--- Begin Records for this exercise ---

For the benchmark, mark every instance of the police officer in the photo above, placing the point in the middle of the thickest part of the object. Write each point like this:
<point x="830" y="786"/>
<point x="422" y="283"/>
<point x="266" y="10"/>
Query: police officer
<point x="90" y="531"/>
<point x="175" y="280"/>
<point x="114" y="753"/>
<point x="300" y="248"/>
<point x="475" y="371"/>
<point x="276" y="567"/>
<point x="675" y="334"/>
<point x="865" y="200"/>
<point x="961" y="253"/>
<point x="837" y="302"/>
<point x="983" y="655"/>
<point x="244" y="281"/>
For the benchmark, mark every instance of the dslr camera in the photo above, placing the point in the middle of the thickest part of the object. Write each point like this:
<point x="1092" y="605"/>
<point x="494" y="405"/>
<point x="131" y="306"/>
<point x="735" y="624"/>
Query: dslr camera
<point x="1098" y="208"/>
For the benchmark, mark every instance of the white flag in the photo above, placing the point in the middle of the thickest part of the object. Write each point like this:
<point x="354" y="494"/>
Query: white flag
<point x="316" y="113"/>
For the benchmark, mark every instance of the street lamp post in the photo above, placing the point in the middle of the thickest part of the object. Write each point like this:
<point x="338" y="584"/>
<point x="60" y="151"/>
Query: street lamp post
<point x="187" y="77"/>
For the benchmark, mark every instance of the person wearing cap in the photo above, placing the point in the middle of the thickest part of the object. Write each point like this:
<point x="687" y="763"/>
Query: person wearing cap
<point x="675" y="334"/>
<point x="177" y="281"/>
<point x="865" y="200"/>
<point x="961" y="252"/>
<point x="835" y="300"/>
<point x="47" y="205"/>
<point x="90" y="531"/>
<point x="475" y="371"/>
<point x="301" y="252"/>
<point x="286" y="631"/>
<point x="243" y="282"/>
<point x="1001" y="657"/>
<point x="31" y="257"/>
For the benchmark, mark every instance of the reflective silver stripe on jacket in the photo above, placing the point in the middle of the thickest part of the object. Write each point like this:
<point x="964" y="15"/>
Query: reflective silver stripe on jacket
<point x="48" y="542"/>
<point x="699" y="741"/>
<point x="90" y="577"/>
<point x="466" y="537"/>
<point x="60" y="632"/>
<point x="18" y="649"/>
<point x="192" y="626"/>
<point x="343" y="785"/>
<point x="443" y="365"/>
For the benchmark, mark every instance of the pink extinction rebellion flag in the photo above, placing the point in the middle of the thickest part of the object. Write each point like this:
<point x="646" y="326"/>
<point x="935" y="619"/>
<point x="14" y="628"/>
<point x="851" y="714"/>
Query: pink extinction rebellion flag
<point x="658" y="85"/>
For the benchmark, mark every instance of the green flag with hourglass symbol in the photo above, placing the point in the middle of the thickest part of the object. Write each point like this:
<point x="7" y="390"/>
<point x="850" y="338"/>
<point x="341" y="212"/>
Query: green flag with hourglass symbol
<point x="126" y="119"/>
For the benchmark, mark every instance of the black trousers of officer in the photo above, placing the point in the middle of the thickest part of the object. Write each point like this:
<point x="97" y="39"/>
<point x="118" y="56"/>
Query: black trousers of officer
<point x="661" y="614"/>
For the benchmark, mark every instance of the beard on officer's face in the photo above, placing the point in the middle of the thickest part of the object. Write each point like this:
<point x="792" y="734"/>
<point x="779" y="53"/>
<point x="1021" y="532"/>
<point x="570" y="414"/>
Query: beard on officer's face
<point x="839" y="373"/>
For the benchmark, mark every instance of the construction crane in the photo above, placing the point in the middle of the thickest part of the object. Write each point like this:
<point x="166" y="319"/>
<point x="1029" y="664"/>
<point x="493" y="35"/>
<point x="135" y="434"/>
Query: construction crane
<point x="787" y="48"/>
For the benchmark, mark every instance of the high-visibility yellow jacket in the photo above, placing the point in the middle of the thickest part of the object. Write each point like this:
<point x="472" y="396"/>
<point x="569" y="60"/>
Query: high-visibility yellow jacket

--- End Records for this exercise ---

Task to carry out: Format the entries from the line containing "For the benchmark, mark every instance of the pink" through the last line above as a Markdown table with the columns "No." and "Line," giving each line its row number and omitting blank lines.

Final result:
| No. | Line |
|---|---|
| 1 | For the benchmark, mark every instance of the pink extinction rebellion flag in the photo above, placing the point in the middle of the thickest part of the object. Write each point like this: |
| 2 | <point x="646" y="326"/> |
| 3 | <point x="935" y="619"/> |
| 4 | <point x="14" y="628"/> |
| 5 | <point x="851" y="714"/> |
| 6 | Query: pink extinction rebellion flag |
| 7 | <point x="658" y="85"/> |
| 8 | For the benchmark, mark every instance of the green flag with hourglass symbol in the photo above, placing the point in the middle of the thickest part of the object. Write each point like this: |
| 9 | <point x="7" y="390"/> |
| 10 | <point x="850" y="338"/> |
| 11 | <point x="341" y="212"/> |
| 12 | Query: green flag with hourglass symbol |
| 13 | <point x="126" y="119"/> |
| 14 | For the benchmark, mark every instance of the black trousers of officer in the photo above, placing the point in the middle of the thickest part of the object. Write each point like this: |
| 15 | <point x="97" y="39"/> |
| 16 | <point x="118" y="56"/> |
| 17 | Query: black trousers of officer |
| 18 | <point x="661" y="614"/> |
| 19 | For the benchmark, mark every instance of the beard on officer's face in the photo above, placing the point in the middle of the thickest part of the object. Write each point like this: |
| 20 | <point x="792" y="734"/> |
| 21 | <point x="779" y="53"/> |
| 22 | <point x="1021" y="532"/> |
| 23 | <point x="570" y="414"/> |
| 24 | Query: beard on officer's face |
| 25 | <point x="839" y="373"/> |
| 26 | For the benchmark, mark every instance of the construction crane in the photo above, placing the point in the middle of the thickest part of the object. Write each point like this: |
| 27 | <point x="166" y="319"/> |
| 28 | <point x="1029" y="664"/> |
| 29 | <point x="493" y="35"/> |
| 30 | <point x="135" y="434"/> |
| 31 | Query: construction crane |
| 32 | <point x="787" y="48"/> |
| 33 | For the benchmark, mark every instance of the high-visibility yellow jacket in the photo above, placing the point in the middle of the thickest part of the object. Write each point like this: |
| 34 | <point x="472" y="396"/> |
| 35 | <point x="569" y="60"/> |
| 36 | Query: high-visibility yellow jacket |